ページ抜粋:
★ ★ ★ ★

以下、原出願の特許出願時の特許請求の範囲を付記する。
[付記1]
第1の波長を有する第1の光線と、前記第1の波長とは異なる第2の波長を有する第2の光線とを物体に照射可能な照明部と、
前記物体への前記第1の光線の照射による光を受光可能な第1の画素と、前記物体への前記第2の光線の照射による光を受光可能な第2の画素とを備え、前記第1の画素による前記第1の光線の受光及び前記第2の画素による前記第2の光線の受光に基づいて、撮像画像を撮像可能な撮像部と、
前記撮像部により撮像された前記撮像画像に基づいて、前記第1の光線の第1の光線方向及び前記第2の光線の第2の光線方向を算出する処理部と、
を備える光学装置。
[付記2]
前記処理部は、
前記第1の光線が前記第1の画素で受光されたことに基づいて、前記撮像部に第1の撮像画像を撮像させ、
前記第2の光線が前記第2の画素で受光されたことに基づいて、前記撮像部に第2の撮像画像を撮像させる、
付記1に記載の光学装置。
[付記3]
前記処理部は、
前記撮像画像における前記第1の画素に対応する第1の領域に基づいて、前記第1の光線に関する離散色相画素値を含む第1の離散色相画素値の組を算出し、
前記撮像画像における前記第2の画素に対応する第2の領域に基づいて、前記第2の光線に関する離散色相画素値を含む第2の離散色相画素値の組を算出し、
前記第1の離散色相画素値の組及び前記第2の離散色相画素値の組の両方に基づいて、前記第1の光線方向及び前記第2の光線方向を算出する、
付記1又は2に記載の光学装置。
[付記4]
前記処理部は、前記離散色相画素値が前記離散色相画素値の閾値より小さい場合は、前記離散色相画素値を0に設定する、
付記3に記載の光学装置。
[付記5]
前記処理部は、
前記第1の離散色相画素値の組の中で最も大きい前記離散色相画素値に対応する離散色相値である第1の代表離散色相値を算出し、
前記第2の離散色相画素値の組の中で最も大きい前記離散色相画素値に対応する離散色相値である第2の代表離散色相値を算出し、
前記第1の代表離散色相値及び前記第2の代表離散色相値の両方に基づいて、前記第1の光線方向及び前記第2の光線方向を算出する、
付記3又は4に記載の光学装置。
[付記6]
前記照明部は、前記撮像部における前記第1の光線の受光及び前記第2の光線の受光がずれる状態で、前記物体に前記第1の光線及び前記第2の光線を照射可能である、
付記1~5のいずれか1に記載の光学装置。

★ ★ ★ ★

データ記録:

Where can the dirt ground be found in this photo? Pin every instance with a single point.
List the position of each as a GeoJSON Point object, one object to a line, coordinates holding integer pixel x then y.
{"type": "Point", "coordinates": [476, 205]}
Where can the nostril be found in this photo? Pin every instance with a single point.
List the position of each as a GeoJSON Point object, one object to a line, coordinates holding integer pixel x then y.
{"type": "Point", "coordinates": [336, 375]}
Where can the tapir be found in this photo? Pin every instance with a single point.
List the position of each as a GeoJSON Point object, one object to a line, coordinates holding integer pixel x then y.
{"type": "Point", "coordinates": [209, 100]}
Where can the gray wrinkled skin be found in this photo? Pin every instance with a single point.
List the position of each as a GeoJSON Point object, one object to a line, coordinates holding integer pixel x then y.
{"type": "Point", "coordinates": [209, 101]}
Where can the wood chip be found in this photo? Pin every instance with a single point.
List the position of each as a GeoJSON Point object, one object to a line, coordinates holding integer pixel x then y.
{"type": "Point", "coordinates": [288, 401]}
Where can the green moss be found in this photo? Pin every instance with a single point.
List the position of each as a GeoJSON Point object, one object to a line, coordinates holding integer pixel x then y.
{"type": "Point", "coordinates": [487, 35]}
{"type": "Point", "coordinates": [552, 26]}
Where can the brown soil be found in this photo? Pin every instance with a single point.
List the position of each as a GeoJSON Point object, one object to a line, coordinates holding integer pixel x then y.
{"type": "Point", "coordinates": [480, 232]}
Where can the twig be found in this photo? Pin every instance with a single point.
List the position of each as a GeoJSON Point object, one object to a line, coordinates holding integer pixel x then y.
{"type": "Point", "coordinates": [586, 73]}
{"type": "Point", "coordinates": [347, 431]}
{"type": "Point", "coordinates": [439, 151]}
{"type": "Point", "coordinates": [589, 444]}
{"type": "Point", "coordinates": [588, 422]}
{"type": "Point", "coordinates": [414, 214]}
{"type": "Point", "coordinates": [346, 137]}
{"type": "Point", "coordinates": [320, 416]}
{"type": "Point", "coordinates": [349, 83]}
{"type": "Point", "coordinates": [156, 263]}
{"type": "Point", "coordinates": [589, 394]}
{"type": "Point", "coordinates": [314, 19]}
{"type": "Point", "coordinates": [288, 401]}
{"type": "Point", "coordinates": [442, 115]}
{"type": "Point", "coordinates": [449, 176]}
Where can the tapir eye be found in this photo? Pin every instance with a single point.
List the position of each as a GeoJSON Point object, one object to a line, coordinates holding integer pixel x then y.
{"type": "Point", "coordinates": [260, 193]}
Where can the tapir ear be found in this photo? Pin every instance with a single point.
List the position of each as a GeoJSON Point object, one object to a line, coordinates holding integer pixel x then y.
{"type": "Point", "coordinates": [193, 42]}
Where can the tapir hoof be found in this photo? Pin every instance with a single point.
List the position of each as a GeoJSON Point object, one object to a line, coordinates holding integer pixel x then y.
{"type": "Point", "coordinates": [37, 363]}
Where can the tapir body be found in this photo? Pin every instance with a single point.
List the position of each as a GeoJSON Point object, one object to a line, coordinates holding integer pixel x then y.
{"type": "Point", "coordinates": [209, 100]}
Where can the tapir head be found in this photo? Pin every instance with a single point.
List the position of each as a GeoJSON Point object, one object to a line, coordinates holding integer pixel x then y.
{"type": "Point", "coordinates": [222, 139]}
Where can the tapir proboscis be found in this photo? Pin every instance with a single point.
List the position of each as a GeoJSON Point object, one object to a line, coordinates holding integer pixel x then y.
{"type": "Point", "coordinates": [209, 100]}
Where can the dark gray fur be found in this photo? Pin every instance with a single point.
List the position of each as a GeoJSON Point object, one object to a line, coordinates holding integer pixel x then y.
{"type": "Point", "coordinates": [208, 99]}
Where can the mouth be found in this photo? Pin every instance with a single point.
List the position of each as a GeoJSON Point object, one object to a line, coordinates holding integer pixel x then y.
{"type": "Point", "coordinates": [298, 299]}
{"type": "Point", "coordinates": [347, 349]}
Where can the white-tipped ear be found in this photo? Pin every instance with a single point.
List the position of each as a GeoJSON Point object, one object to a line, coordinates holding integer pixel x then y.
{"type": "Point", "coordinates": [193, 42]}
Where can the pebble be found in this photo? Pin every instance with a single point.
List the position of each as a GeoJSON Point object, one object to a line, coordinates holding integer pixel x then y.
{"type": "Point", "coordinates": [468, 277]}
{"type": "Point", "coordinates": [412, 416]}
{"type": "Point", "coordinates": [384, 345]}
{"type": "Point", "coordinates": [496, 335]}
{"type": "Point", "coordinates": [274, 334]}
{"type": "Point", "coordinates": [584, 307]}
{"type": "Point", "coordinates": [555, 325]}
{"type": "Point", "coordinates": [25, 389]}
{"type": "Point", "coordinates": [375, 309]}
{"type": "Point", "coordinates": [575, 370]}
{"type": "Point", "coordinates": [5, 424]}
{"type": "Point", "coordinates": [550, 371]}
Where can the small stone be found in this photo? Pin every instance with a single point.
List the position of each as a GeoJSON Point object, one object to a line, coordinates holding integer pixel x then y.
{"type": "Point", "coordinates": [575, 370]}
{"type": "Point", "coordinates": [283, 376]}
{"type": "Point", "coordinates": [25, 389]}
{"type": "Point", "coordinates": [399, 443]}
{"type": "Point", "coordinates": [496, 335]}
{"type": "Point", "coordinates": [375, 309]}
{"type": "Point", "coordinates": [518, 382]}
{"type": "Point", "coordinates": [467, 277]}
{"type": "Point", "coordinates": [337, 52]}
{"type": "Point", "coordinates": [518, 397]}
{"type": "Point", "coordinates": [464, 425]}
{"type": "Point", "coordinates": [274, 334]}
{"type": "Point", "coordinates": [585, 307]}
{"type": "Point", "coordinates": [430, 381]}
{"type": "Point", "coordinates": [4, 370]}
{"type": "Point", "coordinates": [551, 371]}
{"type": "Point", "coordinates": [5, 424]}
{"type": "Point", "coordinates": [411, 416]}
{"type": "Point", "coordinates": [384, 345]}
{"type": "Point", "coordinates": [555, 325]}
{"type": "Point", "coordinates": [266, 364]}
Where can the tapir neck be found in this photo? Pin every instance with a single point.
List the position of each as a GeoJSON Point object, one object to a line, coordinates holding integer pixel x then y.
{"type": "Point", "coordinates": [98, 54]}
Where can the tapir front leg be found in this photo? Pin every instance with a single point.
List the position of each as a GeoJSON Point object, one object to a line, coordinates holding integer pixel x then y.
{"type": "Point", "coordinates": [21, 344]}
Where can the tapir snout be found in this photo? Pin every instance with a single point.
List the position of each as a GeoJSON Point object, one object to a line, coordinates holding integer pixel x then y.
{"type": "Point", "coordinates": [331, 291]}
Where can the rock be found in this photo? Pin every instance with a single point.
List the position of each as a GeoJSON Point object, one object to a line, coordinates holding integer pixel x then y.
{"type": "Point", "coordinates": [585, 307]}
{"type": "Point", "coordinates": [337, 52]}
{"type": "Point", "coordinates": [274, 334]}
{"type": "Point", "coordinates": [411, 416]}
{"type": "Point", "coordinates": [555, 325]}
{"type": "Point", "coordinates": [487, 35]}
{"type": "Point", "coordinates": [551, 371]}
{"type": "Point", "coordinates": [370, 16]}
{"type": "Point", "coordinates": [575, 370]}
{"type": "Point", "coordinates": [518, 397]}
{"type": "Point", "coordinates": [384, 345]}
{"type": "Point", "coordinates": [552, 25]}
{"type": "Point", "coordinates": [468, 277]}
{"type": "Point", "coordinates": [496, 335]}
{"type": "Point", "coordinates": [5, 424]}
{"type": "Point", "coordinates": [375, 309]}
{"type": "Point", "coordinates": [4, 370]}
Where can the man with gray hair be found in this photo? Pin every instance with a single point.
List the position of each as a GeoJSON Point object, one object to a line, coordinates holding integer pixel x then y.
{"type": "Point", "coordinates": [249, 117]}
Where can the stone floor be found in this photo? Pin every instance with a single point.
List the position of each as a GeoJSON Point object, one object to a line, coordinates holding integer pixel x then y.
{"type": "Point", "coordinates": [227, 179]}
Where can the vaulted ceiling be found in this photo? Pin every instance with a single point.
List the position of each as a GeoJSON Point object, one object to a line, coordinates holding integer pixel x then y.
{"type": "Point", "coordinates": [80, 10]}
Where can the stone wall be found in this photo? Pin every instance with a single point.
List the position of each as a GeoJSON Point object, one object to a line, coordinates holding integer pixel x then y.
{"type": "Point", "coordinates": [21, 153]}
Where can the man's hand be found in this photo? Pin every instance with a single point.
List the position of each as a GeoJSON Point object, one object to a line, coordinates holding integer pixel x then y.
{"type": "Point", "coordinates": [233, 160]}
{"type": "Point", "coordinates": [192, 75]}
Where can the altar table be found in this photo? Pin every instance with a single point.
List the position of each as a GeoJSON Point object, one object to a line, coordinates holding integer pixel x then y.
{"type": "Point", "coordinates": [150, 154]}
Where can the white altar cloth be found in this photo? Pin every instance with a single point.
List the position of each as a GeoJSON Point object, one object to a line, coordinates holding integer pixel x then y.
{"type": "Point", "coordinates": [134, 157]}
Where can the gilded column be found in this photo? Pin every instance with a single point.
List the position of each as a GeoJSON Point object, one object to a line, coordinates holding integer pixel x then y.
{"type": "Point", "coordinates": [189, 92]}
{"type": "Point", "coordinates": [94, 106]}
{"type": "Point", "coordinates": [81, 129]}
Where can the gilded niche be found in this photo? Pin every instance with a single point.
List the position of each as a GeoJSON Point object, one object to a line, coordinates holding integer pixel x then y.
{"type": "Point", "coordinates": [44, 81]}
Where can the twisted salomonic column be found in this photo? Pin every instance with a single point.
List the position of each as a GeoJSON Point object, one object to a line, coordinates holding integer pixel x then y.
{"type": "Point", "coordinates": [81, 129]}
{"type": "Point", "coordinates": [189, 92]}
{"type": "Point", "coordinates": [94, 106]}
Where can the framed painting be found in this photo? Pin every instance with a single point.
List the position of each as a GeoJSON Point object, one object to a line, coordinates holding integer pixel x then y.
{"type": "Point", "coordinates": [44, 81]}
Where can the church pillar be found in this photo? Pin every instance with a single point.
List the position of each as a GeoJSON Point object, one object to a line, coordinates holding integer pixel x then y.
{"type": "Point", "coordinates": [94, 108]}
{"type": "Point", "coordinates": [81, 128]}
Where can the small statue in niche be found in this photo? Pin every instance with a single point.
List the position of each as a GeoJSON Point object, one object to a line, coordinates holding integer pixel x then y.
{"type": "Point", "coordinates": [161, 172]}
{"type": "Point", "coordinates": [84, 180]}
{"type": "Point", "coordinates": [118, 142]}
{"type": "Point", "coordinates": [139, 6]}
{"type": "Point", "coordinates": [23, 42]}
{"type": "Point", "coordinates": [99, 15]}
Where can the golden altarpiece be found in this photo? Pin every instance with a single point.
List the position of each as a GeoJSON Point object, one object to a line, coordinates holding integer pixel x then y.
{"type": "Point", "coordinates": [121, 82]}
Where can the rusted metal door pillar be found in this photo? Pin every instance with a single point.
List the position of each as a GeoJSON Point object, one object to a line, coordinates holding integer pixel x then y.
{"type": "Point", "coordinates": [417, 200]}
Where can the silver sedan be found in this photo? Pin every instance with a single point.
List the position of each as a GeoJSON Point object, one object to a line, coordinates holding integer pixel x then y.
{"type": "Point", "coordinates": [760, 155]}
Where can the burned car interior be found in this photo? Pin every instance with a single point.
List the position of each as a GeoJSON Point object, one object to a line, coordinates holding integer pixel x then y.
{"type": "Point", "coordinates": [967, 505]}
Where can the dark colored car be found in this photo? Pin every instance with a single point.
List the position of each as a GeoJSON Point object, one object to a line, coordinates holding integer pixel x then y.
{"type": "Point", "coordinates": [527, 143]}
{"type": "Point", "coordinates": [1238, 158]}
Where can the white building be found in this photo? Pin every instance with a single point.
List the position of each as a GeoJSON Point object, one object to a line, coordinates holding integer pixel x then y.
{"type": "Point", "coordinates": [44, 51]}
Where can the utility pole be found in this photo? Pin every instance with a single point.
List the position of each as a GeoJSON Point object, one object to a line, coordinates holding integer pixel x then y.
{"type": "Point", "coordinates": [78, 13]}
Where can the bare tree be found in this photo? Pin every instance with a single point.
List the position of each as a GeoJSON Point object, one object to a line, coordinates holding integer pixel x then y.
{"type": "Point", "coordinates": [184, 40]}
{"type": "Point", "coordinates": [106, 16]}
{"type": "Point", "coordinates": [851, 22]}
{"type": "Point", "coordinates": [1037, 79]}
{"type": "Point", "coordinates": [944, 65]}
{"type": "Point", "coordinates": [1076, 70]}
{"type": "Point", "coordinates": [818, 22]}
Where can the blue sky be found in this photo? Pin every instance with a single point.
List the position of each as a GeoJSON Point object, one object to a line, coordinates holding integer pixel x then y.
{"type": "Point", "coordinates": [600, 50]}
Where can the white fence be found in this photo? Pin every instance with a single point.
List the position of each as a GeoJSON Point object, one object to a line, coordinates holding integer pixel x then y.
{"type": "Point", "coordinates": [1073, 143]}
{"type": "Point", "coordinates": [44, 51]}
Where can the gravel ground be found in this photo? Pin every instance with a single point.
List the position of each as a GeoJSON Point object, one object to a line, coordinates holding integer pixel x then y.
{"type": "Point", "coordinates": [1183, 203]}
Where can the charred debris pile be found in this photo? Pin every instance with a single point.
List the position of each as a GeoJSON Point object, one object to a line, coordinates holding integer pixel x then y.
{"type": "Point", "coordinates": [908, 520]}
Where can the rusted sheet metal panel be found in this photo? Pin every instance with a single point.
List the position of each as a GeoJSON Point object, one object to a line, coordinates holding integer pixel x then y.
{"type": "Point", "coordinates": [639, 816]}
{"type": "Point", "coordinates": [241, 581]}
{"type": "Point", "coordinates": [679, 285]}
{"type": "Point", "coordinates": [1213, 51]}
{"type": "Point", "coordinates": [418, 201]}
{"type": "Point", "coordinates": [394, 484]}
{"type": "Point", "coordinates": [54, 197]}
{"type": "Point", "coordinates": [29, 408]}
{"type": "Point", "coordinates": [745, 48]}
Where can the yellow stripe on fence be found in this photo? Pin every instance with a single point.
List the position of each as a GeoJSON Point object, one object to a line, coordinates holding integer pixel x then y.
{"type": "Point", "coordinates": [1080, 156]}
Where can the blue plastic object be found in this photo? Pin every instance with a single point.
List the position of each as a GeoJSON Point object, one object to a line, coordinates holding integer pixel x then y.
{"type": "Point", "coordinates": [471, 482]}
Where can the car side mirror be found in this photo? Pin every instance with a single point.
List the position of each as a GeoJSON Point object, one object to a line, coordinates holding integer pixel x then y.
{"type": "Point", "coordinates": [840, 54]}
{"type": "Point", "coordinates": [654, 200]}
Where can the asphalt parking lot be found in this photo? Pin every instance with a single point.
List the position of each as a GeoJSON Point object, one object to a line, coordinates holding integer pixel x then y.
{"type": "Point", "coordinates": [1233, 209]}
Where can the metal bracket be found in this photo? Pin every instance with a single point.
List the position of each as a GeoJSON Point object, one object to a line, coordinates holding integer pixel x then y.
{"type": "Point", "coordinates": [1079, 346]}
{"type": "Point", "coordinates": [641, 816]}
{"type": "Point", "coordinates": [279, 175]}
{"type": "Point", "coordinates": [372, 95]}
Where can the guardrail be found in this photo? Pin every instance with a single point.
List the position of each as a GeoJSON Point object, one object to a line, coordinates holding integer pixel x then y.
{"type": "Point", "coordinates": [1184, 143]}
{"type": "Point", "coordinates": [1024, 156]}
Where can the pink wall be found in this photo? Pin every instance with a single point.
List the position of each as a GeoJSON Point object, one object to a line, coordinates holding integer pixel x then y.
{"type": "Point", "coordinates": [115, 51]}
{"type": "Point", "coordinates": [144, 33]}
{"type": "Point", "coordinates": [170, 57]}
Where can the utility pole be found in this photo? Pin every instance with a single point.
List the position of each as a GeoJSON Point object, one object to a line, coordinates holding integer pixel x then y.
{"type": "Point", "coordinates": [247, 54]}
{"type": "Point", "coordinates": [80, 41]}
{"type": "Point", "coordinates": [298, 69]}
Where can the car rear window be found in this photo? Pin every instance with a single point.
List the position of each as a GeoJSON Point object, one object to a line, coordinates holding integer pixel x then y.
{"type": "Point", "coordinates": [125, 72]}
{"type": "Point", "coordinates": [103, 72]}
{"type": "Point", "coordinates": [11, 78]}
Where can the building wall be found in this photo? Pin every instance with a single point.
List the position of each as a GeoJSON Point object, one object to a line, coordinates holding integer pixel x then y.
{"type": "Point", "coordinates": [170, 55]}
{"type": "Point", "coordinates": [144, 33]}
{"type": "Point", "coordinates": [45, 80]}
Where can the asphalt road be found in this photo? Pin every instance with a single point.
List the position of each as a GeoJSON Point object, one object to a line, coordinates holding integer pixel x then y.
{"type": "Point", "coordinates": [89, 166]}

★ ★ ★ ★

設定課題:
A. ページ抜粋の付記4によると、離散色相画素値が閾値より小さい場合、処理部はその値をどのように設定しますか。
B. 記録のうち、"rusted"という語を含む行がいくつあるかを、数だけで答えてください。
ページ抜粋と記録は互いに関係がありません。

課題の結果:
A. 処理部は、その離散色相画素値を0に設定します。

B. 2